** DATA UNDER STUDY follows **

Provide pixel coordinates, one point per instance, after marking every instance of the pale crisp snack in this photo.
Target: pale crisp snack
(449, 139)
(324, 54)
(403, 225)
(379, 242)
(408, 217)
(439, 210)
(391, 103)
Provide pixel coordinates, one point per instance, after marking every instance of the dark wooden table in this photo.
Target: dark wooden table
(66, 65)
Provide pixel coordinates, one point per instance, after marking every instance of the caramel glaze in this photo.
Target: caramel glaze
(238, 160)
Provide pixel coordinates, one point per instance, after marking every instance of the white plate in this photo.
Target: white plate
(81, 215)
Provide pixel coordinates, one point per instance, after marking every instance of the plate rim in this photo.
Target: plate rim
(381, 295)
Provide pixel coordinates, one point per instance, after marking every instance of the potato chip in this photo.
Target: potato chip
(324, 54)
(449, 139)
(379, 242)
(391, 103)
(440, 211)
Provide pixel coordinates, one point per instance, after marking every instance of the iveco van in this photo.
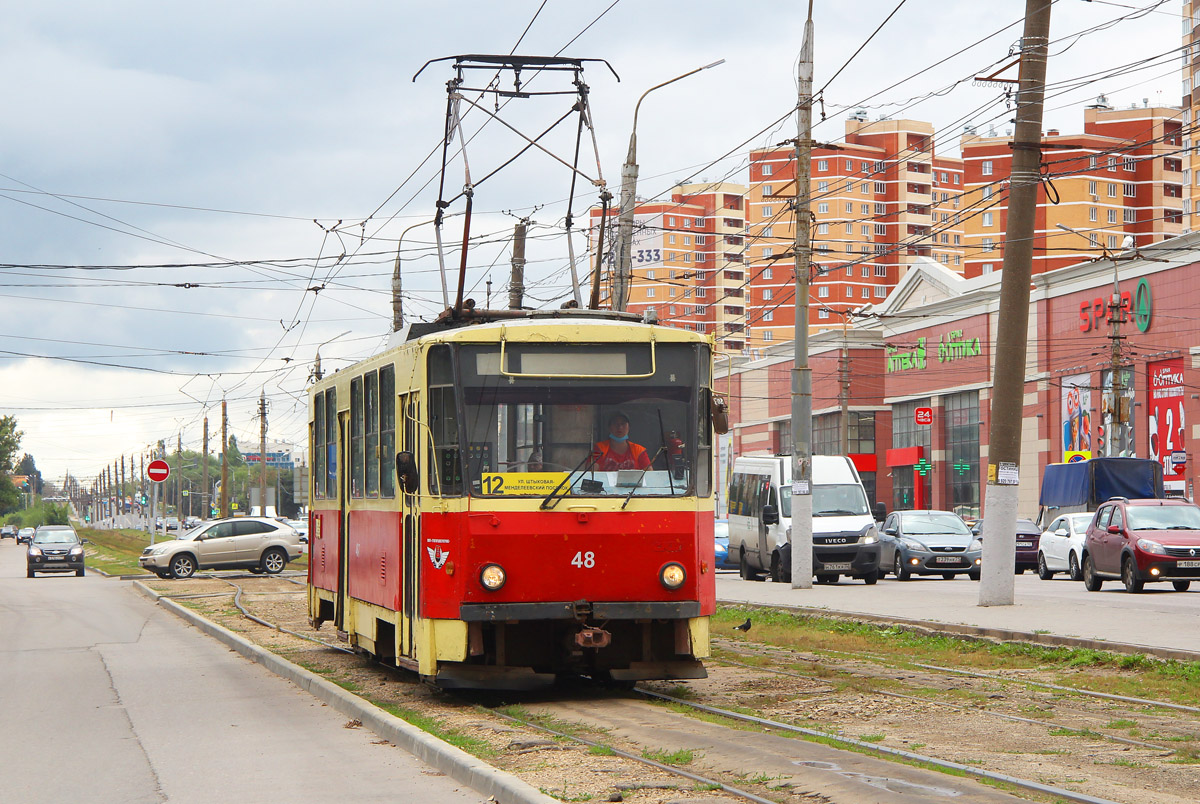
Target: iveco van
(845, 539)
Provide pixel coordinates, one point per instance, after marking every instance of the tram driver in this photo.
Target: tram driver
(617, 451)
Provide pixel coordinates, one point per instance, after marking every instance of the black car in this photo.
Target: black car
(55, 549)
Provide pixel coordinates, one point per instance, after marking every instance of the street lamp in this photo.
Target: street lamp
(628, 189)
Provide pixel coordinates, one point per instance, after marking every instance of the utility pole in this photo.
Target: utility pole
(205, 505)
(262, 454)
(516, 286)
(802, 376)
(225, 460)
(1012, 339)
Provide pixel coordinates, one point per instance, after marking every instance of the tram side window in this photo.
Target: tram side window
(357, 437)
(445, 477)
(388, 431)
(371, 388)
(317, 438)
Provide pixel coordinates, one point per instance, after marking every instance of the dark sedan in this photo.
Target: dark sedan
(54, 549)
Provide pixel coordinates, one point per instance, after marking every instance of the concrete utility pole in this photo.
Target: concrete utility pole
(516, 286)
(225, 460)
(204, 461)
(802, 376)
(1012, 339)
(262, 454)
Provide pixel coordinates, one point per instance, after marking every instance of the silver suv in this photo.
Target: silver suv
(246, 543)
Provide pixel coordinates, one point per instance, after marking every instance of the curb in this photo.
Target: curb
(981, 631)
(456, 763)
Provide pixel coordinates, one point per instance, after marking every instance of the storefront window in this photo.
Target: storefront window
(961, 473)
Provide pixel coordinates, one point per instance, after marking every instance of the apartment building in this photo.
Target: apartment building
(1123, 175)
(687, 259)
(880, 198)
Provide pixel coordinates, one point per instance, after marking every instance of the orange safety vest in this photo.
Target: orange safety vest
(635, 459)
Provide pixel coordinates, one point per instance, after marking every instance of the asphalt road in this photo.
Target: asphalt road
(107, 697)
(1159, 617)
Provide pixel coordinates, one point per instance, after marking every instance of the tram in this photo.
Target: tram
(462, 523)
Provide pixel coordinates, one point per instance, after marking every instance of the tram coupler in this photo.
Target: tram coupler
(593, 637)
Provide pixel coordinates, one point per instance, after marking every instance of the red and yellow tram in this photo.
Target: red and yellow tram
(462, 528)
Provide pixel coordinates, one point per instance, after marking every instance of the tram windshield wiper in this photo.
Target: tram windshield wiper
(636, 485)
(583, 466)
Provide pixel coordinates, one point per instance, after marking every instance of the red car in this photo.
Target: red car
(1143, 540)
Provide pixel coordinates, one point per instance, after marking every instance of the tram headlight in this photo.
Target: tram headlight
(672, 575)
(492, 576)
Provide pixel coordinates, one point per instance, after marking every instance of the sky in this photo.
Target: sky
(197, 198)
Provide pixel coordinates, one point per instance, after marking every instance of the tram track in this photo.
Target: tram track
(777, 784)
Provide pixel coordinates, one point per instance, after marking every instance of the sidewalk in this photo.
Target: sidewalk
(1159, 622)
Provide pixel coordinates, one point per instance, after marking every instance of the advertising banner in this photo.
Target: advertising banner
(1077, 414)
(1165, 420)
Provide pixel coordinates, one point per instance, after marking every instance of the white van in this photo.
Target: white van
(845, 537)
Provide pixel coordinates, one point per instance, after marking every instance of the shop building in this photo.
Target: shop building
(912, 378)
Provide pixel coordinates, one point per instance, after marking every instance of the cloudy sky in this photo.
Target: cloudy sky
(177, 179)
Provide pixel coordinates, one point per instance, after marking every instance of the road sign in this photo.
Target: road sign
(157, 471)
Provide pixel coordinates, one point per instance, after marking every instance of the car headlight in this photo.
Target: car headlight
(492, 577)
(672, 575)
(1149, 546)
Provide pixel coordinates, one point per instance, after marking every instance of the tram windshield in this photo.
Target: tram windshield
(551, 420)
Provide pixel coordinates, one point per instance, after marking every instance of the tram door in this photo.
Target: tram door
(343, 496)
(408, 437)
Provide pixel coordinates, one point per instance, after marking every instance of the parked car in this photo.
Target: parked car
(1061, 546)
(721, 533)
(249, 543)
(1140, 541)
(929, 543)
(55, 549)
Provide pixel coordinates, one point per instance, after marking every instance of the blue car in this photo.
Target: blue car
(721, 531)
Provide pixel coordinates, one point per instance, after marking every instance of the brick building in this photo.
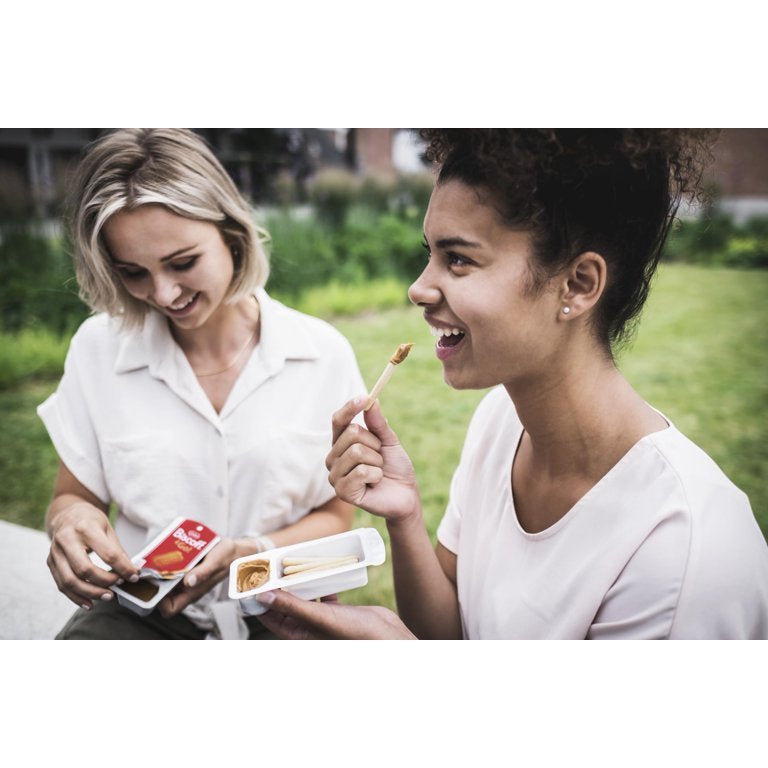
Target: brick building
(34, 162)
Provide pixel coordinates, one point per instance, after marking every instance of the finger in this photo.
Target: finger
(352, 435)
(345, 414)
(355, 455)
(287, 628)
(75, 588)
(112, 553)
(319, 617)
(354, 486)
(376, 423)
(74, 545)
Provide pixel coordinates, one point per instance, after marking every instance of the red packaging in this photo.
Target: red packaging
(179, 550)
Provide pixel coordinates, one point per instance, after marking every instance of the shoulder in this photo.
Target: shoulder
(494, 413)
(328, 342)
(725, 587)
(494, 425)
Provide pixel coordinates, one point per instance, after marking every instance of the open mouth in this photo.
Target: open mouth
(447, 340)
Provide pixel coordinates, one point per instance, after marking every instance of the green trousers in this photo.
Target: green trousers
(110, 621)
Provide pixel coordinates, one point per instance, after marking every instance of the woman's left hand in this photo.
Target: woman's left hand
(203, 577)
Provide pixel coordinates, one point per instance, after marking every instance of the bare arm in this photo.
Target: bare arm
(369, 468)
(335, 516)
(425, 582)
(76, 522)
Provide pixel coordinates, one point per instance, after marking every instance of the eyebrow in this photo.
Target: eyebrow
(163, 260)
(452, 242)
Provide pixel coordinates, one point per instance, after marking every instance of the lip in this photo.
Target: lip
(444, 353)
(184, 310)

** End of DATA UNDER STUDY **

What you give back must be the data above, reproduced exactly and free of pictures.

Provide pixel coordinates, one point per instance, after marking every instance of the pale crisp snack in this photo.
Target: pale crisp snack
(449, 139)
(324, 54)
(403, 225)
(379, 242)
(408, 217)
(439, 210)
(391, 103)
Provide pixel coordinates, one point per instance, after marking every instance of the dark wooden table in this photo.
Target: dark wooden table
(66, 65)
Provide pixel coordinates, one point per instance, after marking every instance of the caramel glaze in this photo.
Target: caramel glaze
(238, 160)
Provide pixel coordinates, one point per instance, after marking every instance of the white plate in this photo.
Target: white plate
(81, 215)
Provide pixel coordinates, one point per instance, after marking every instance of the plate rim in this photo.
Target: plate rim
(381, 295)
Provide pixel coordinates, one point per instance, after marking every instance of the potato chip in this photo.
Target: potato chip
(324, 54)
(449, 139)
(379, 242)
(391, 103)
(440, 211)
Provide pixel coordinates, one point per instance, after marking every instance of the iveco van in this photo.
Target: iveco van
(845, 539)
Provide pixel coordinates, one point per instance, after marking every instance of the tram driver in this photo.
Target: tram driver
(617, 451)
Provide pixel coordinates, one point per instance, after marking every instance of the black car in this photo.
Target: black car
(55, 549)
Provide pixel coordinates, one point per instance, after marking every instance of the street lamp in this photo.
Target: street lamp
(628, 189)
Provide pixel coordinates, one point per instance, after marking every instance of the utility pole in this photo.
Target: utility pole
(205, 505)
(262, 454)
(516, 286)
(802, 376)
(225, 460)
(1012, 339)
Provide pixel coordinates, one point per instance, after marking every instance of the tram side window in this photo.
Target: tram side window
(357, 437)
(445, 477)
(388, 431)
(371, 388)
(317, 438)
Provide pixel coordinates, one point per instance, after marking every instance of the dark sedan in this photo.
Target: dark sedan
(54, 549)
Provide pixel coordinates, one point per instance, after marking every instance of the concrete utility pole in this photo.
Target: concrete utility pole
(516, 286)
(225, 460)
(204, 461)
(802, 376)
(1012, 339)
(262, 454)
Provide pixel coordinates, one point per instance, after marking every instance of the silver suv in this photo.
Target: silver suv
(246, 543)
Provide pixel coordinates, one point per instance, after marking every instance of the curb in this photo.
Target: curb
(981, 631)
(456, 763)
Provide pixel coordinates, one point per instance, after marking every instance of the storefront window in this photo.
Target: storefront window
(961, 473)
Provide pixel coordinates, one point per instance, after marking every instance of the apartment building in this photo.
Target: apartment building
(1123, 175)
(687, 259)
(880, 198)
Provide pixel coordinates, one point per instance, after marking every instance of the orange safety vest in this photo.
Target: orange safety vest
(635, 459)
Provide pixel coordinates, one point per instance, after marking every instance of the asphalt road in this photo.
Target: asphalt road
(107, 697)
(1159, 617)
Provide pixel coordinates, one point per instance, after marking every instance of the tram in this photo.
Target: tram
(462, 523)
Provide pixel coordinates, one point per instance, after marking every instance of the tram coupler in this photo.
Target: tram coupler
(593, 637)
Provide pixel coordinates, one point per instance, after marking every instance of the red and yellow tram in this photo.
Target: red and yellow tram
(462, 528)
Provide pixel coordinates, one point per instance, after marking every instance of the tram windshield wiper in this photo.
Target: tram windshield wiper
(636, 485)
(583, 466)
Provide pixel coordinates, one point per instance, after marking every instance of the red car in this photo.
Target: red car
(1143, 540)
Provide pixel coordinates, one point per instance, after marking every instance of the tram headlight in this photo.
Target: tram headlight
(672, 575)
(492, 576)
Provide pixel coordinates, one point per instance, after marking every instance of the sky in this photo.
Target: sky
(197, 198)
Provide pixel coordinates, one point per instance, after marking every instance of the tram track in this photo.
Target: tram track
(777, 784)
Provide pixel coordinates, one point per instance, after marking every instance of the sidewalk in this photo.
Target: sidewalk
(1159, 622)
Provide pixel coordinates, one point per instance, after marking every instance of the advertising banner in this photo.
Target: advertising banner
(1077, 414)
(1165, 420)
Provide pixel coordinates, one point per instance, after marking every instance of the white van in this photo.
Target: white van
(845, 537)
Provide pixel coordinates, one point per instance, after marking every instance of the shop building in this photo.
Target: shop building
(912, 378)
Provide pixel coordinates, one point per instance, after marking every instance of the cloudy sky in this photo.
Target: cloudy sky
(177, 179)
Provide pixel coordinates, one point per instance, after marking every instance of the road sign in this photo.
Target: road sign
(157, 471)
Provide pixel coordinates, one point per instance, after marking every instance of the car headlight in this photo.
Target: car headlight
(492, 577)
(672, 575)
(1149, 546)
Provide pixel coordinates, one point per instance, after marking every instance of the tram windshield in this photo.
Target: tram windshield
(551, 420)
Provide pixel coordinates, one point per instance, after marking every instance of the tram door in this photo.
Target: tram door
(343, 496)
(408, 437)
Provide pixel coordinates, one point per instance, after marking every instance of the parked car in this photo.
Target: parked car
(1061, 546)
(721, 533)
(249, 543)
(1140, 541)
(929, 543)
(55, 549)
Provide pixel coordinates, one point per instance, after marking every instance of the blue car in this photo.
Target: blue car
(721, 531)
Provide pixel coordinates, one point per instance, after marking every instance of the brick building in this photo.
Target: brick building
(34, 162)
Provide pixel coordinates, one point per instance, after marking every instance of the finger in this photo.
Target: finger
(352, 435)
(345, 414)
(355, 455)
(287, 628)
(75, 588)
(112, 553)
(319, 617)
(354, 486)
(376, 423)
(74, 545)
Provide pixel coordinates, one point per instance, after marking every instance of the red packaging in this photo.
Target: red packaging
(179, 550)
Provide pixel coordinates, one point per instance, after marking every instance of the shoulder in this photo.
Target: shoulder
(494, 413)
(328, 342)
(725, 587)
(494, 425)
Provide pixel coordinates, one point per instance, after marking every instance of the open mouth in this photo.
Target: open mouth
(447, 340)
Provide pixel coordinates, one point per instance, after marking every instance of the green trousers in this photo.
Target: green trousers
(110, 621)
Provide pixel coordinates, one point per instance, after marking every instance of the woman's left hand in this photo.
Target: woman's left hand
(203, 577)
Provide pixel coordinates, one point per instance, after marking every instance of the bare arm in this photo.
Target: bare arm
(369, 468)
(335, 516)
(425, 582)
(76, 522)
Provide pixel coordinates, one point per instance, after marking every instance of the eyebrow in this photo.
Target: eyebrow
(163, 260)
(452, 242)
Provide pixel coordinates, one point per instance, after marking every instance of the lip in this photo.
Target: lip
(444, 353)
(184, 310)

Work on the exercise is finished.